Exercises to complete |
A. Please list every river basin named in the passage on river flow projections.
B. In the passage on river flow projections, which model best matched the observed flow in the Uruguay basin after bias correction?
C. Reproduce the passage on river flow projections between "Overall, the models" and "beyond 3500 m3/s.", inclusive.

Finally, for the Uruguay River basin, we verified that the average of uncorrected flows was lower than the LTA of 1030.08 m3/s, with BCC CSM1-1 again showing the lowest result (32.81 m3/s), similar to the Iguaçu basin, as can be seen in Table 6. MIROC5 also stood out, as its average of projected flows was 95% lower than the calculated LTA. The high MAE and MAPE values indicated a marked difference between the projected and observed flows, with the models underestimating the precipitation in the Uruguay basin. After the bias correction, we noticed a general increase in the flow averages, bringing them closer to the observed LTA. The corrected flows for BCC CSM1-1 and MIROC exceeded the observed average, indicating a notable bias correction. The NorESM1-M projections, in turn, required minimal correction, while CCSM4 was the model that best matched the observed flow. Despite the bias correction, both MAE and MAPE increased, highlighting that the simplifications in cumulus, convection, and microphysics parameterizations prevent the models from correctly reproducing precipitation, particularly in the South region.

3.2. Analysis of Monthly Flows

3.2.1. Historical Period (1931–2005)

After obtaining the corrected precipitation and flow forecasts, we conducted a monthly flow analysis using the natural flow data from the ONS as a reference. To compare the datasets, we created histograms and plotted normal distribution curves. Each graph included five curves: one for the observed data and the other for the simulations of the models, as can be seen in Figure 5.
In the Parnaíba basin, the observed flow has a higher density between 200 and 400 m3/s, with the normal curve indicating a lower occurrence of extreme events. The CCSM4 simulations align with the observed flow, while BCC CSM1-1 and MIROC5, despite projecting averages close to the LTA, exhibit a lower concentration of values near the peak and a higher probability of flows above 800 m3/s. NorESM1-M, in turn, shows a different pattern with a lower average but a higher concentration of data at the peak and a longer tail. For the São Francisco River basin, the observed flow is concentrated primarily between 0 and 500 m3/s, with 65% of the values close to the average. NorESM1-M projects a lower average and a smaller proportion of data near the peak, but it is the longest, with flows exceeding 4000 m3/s. BCC CSM1-1 and MIROC5 show similar trends with flattened curves, fewer data concentrated near the average, and higher data densities at flows above 2250 m3/s. The CCSM4 projections exhibit an average close to 500 m3/s and a lower probability of extreme events compared to the observed flow.
Overall, the models can simulate the climatology of the Northeast region basins, with NorESM1-M best reproducing the observed flow behavior in the São Francisco basin and CCSM4 performing best in the Parnaíba basin. However, most models display a lower concentration of data around the average flow while projecting higher frequencies and magnitudes of extreme events, with tails extending beyond 3500 m3/s.

Entries |
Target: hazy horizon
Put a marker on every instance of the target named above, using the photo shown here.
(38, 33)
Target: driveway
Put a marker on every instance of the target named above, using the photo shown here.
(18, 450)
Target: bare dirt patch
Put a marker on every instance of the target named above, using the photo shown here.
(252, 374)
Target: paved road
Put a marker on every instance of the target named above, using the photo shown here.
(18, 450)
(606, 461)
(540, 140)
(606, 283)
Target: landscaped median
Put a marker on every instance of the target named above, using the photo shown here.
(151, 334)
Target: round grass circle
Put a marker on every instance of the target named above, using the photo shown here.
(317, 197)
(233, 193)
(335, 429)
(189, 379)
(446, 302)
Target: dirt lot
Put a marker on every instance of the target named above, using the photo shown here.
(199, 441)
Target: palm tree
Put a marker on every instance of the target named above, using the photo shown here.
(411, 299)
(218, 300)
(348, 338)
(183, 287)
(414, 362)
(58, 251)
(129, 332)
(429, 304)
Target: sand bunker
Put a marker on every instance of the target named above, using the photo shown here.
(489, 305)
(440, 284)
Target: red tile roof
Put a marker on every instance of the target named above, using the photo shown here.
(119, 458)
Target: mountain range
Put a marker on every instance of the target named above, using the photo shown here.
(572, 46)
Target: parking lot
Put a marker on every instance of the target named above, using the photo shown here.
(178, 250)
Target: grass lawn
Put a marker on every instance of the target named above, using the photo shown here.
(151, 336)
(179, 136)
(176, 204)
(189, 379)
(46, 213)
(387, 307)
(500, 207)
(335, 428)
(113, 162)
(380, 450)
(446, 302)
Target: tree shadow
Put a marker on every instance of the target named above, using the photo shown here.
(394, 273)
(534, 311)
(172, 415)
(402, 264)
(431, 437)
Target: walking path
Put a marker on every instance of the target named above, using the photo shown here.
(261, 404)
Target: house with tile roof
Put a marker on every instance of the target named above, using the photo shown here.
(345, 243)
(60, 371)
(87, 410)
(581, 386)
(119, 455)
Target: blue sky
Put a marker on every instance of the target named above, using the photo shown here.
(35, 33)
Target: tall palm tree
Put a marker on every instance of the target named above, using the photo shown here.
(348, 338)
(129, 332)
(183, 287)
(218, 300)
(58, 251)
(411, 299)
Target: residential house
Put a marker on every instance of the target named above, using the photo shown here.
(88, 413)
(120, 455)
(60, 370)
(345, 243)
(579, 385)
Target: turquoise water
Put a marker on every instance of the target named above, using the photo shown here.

Responses |
A. Uruguay River basin, Iguaçu basin, Parnaíba basin, São Francisco River basin

B. CCSM4

C.
Overall, the models can simulate the climatology of the Northeast region basins, with NorESM1-M best reproducing the observed flow behavior in the São Francisco basin and CCSM4 performing best in the Parnaíba basin. However, most models display a lower concentration of data around the average flow while projecting higher frequencies and magnitudes of extreme events, with tails extending beyond 3500 m3/s.